§ Material supplied
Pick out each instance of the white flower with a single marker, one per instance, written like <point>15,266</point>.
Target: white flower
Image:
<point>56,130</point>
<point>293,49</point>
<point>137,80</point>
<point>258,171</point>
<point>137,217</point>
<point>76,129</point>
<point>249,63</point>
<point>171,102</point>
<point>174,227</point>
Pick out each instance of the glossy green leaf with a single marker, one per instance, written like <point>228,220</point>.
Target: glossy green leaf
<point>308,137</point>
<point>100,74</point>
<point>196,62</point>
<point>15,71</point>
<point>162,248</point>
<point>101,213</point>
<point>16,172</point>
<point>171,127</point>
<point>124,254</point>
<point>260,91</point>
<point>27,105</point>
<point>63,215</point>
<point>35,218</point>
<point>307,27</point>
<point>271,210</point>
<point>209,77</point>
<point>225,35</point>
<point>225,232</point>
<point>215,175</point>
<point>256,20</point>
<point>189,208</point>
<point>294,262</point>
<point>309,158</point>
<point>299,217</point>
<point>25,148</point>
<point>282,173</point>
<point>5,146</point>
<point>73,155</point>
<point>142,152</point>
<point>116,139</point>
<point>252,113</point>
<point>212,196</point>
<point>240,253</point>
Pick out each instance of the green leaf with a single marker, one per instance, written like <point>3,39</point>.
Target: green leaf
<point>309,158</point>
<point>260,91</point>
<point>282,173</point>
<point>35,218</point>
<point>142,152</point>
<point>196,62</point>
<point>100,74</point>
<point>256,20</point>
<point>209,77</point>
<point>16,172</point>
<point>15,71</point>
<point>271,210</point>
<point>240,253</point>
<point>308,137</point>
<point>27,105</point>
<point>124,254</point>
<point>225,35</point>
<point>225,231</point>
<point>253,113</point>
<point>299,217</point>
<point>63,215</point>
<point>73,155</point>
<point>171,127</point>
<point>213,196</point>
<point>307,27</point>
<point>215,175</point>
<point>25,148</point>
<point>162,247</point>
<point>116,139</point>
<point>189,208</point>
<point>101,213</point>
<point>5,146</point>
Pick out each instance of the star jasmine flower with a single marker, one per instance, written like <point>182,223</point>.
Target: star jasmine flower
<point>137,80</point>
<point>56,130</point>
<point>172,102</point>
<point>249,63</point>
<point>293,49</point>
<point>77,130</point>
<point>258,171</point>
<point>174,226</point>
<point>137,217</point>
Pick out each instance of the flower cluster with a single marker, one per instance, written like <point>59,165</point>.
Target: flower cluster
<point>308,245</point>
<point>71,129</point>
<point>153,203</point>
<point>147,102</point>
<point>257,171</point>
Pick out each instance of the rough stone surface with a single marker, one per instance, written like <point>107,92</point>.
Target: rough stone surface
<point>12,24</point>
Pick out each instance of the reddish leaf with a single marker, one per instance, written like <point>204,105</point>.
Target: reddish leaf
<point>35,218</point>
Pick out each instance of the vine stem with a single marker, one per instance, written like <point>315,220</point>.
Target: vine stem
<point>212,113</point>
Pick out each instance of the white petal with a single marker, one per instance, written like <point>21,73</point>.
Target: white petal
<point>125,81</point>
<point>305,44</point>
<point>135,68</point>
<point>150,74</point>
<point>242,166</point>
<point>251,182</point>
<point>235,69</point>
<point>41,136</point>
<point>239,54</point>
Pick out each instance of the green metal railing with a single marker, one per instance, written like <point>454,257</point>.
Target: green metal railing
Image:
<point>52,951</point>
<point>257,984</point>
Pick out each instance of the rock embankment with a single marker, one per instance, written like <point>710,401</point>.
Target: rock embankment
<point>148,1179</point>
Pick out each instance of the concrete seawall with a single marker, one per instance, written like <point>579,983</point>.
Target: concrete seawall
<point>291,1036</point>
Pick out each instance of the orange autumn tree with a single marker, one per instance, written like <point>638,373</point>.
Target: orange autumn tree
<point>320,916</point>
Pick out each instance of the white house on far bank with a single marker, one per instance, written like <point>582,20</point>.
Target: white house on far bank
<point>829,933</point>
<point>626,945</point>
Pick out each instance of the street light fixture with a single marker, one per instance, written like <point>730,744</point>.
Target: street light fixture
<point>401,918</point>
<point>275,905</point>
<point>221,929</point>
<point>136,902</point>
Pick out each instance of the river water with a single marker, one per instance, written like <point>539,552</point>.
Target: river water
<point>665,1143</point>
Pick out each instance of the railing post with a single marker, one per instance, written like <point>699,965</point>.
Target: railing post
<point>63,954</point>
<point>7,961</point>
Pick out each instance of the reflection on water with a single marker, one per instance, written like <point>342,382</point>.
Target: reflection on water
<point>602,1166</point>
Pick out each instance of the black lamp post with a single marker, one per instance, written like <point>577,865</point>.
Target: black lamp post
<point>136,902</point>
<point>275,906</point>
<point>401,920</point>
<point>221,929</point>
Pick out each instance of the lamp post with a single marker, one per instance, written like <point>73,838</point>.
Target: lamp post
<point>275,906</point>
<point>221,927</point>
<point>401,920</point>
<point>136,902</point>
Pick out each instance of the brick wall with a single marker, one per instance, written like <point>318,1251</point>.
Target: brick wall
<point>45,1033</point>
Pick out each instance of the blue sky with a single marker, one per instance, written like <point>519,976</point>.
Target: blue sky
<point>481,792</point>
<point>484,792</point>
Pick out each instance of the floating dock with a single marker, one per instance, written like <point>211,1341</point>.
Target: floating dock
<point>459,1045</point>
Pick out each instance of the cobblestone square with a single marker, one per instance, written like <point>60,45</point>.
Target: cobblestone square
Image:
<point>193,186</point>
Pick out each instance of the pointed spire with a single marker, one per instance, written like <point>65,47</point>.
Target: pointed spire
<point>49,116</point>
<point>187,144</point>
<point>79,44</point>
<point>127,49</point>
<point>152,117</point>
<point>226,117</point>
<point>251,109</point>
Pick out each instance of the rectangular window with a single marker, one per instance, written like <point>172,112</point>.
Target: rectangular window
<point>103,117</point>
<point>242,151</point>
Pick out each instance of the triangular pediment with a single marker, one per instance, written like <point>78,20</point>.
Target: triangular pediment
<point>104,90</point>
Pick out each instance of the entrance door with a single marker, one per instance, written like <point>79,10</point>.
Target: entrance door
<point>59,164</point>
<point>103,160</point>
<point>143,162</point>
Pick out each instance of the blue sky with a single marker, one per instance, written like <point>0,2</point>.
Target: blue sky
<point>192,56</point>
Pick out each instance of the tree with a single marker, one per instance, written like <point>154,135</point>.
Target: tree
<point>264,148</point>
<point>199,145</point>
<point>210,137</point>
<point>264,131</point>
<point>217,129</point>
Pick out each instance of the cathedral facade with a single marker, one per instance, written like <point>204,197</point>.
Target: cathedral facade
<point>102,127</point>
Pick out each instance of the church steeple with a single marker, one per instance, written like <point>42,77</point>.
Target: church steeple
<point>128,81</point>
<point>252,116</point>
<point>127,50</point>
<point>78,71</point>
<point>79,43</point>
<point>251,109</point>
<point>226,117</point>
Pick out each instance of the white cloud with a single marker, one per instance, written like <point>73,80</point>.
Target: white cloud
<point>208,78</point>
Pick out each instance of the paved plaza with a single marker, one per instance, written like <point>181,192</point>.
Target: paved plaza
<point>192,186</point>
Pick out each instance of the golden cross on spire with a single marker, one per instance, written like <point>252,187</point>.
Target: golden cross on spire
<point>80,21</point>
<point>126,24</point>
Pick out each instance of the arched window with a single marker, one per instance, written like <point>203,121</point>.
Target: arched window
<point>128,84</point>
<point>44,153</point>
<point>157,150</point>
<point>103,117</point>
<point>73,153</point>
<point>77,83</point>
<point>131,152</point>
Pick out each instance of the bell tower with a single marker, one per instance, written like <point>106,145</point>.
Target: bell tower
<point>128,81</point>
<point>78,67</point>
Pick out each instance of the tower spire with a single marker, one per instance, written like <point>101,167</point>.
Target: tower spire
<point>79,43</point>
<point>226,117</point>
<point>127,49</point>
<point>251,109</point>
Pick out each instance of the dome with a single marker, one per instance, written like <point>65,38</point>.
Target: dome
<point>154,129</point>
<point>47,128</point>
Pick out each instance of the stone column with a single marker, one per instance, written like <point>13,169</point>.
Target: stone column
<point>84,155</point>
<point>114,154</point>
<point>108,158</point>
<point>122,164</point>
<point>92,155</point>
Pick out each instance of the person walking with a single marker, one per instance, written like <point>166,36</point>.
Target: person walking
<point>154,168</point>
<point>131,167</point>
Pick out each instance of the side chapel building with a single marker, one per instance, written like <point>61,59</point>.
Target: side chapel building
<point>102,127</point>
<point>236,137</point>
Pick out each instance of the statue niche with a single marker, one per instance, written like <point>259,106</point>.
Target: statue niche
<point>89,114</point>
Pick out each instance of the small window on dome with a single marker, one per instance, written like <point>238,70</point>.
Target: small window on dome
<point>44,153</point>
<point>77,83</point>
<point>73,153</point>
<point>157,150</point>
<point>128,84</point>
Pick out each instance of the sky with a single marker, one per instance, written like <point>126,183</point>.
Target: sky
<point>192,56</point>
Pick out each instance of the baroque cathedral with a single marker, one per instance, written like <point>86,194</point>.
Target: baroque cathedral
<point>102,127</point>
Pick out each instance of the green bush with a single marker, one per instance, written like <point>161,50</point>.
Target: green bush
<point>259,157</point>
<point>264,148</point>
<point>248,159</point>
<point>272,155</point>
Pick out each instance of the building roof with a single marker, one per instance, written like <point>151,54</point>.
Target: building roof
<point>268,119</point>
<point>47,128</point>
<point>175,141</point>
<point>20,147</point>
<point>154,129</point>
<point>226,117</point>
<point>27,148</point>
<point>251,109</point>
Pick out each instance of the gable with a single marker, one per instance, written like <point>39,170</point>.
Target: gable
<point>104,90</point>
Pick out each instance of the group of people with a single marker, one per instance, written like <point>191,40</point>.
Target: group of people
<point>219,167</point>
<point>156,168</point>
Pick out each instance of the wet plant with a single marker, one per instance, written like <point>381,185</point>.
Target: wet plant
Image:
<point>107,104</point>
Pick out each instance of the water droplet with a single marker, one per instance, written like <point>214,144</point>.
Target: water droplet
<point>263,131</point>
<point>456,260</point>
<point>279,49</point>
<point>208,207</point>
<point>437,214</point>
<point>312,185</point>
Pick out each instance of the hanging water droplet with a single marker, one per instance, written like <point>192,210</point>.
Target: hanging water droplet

§ Written instruction
Render everything from the start of the lines down to and including the line containing "<point>174,227</point>" as a two-column CSV with the headers input and output. Give one row per item, with its text under input and its answer under output, each field in quotation marks and any line breaks changed to spaces.

§ Complete response
input,output
"Pick out each instance of the white flower with a single marker, one per instance, written like <point>15,266</point>. Target: white flower Image:","<point>56,130</point> <point>293,49</point> <point>137,80</point> <point>258,171</point> <point>137,217</point> <point>76,129</point> <point>249,63</point> <point>171,102</point> <point>174,227</point>"